# Selected text
---

In a coastal village of southwestern Crete, called Kali Vrisi, “the beautiful spring,” a full-blown Cretan wedding is underway. The lambs have been butchered and spit-roasted over red-hot pits. Their intestines have been metamorphosed into the wonderful twisted sausages known as kokoretsi. Wine, ouzo and that triple-distilled Cretan killer tsikoudhia are flowing like water. A bouzouki band is playing, and a young Greek American called Thanassi has been dancing. A simple giant named Yanni, who goes up the mountains with the agility of a wild goat, is helping out at table. It is summer, and the village is full of German tourists. The details are absolutely authentic, and the writing of this bravura set-piece is superb: I don’t think I’ve ever read a description that so perfectly captured the smells, sounds, colors and intricate social relationships of rural Greece.

It is also not quite the simple and uncomplicatedly peaceful scene it might seem at first sight. Thanassi, real name Danny Castle, is on the run, variously, from the Mafia, the FBI, the Koreans and, more immediately, a group of East German professional killers. These last include a muscle-bound giggling child molester, and a syringe-laden woman doctor with the instincts of a scorpion. Back in Los Angeles, Danny and a group of friends had found out about a projected mob payoff of more than half a million dollars and, for a lark, decided to hijack it. This they did with some brio, disguising one of their number as a Latino air hostess and doing a quick bag-switch in an airport bus.

---

# Record extracts

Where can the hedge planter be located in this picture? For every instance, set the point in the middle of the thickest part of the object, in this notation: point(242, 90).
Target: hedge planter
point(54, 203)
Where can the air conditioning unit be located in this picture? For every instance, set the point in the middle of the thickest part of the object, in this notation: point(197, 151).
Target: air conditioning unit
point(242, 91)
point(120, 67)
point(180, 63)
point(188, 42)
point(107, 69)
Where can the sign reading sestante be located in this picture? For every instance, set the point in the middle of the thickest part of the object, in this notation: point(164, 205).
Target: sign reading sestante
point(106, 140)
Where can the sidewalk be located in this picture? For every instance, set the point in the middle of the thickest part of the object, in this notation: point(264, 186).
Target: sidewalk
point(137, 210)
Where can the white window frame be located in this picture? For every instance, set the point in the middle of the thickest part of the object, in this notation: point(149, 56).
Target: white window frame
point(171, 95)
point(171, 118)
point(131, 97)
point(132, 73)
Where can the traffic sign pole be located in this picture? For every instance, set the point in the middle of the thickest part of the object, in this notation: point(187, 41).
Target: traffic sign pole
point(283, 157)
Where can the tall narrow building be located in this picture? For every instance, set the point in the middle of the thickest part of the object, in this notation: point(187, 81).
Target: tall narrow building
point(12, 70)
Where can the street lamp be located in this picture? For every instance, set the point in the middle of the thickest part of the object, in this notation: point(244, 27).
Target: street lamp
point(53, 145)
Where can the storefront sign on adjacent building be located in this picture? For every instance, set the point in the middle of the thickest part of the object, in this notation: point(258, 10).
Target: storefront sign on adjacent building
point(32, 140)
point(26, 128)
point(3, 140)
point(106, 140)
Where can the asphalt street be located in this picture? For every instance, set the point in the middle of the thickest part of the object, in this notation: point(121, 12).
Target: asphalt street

---

# The problem
Can you pick up the review above about the Cretan wedding and Danny Castle's flight and carry it on from its last sentence?

# Reply to the task
The swag turns out to include not only the cash, in hundred-dollar bills (the “dead Philadelphians” of Frank Frost’s title) but a stack of bearer bonds, also with Philadelphian connections, and a face value of $12 million, no less. High stakes here. Foolish Johnnie Z. tries for a quick cash-in, is arrested and fingers Danny. Danny is railroaded, won’t talk and gets four years in the slammer. While there, he has time to meditate on life, his Greek heritage, how to dodge the mob and how to organize his cache when he gets out. He meets a fellow con, a wily Greek banker. He takes lessons in economics and Greek history and literature from a fun professor called Barbara Johnson. On his early release they wind up in bed. Danny is lucky over sex. He also makes a Brit air hostess, who teaches him games with names like Riding Academy and Bad Boys at Winchester. Most surprisingly, he’s awoken in the small hours after that Cretan wedding by a local 17-year-old with the energy and appetites of a Messalina. South Cretan virgins have obviously learned a lot since I was there last.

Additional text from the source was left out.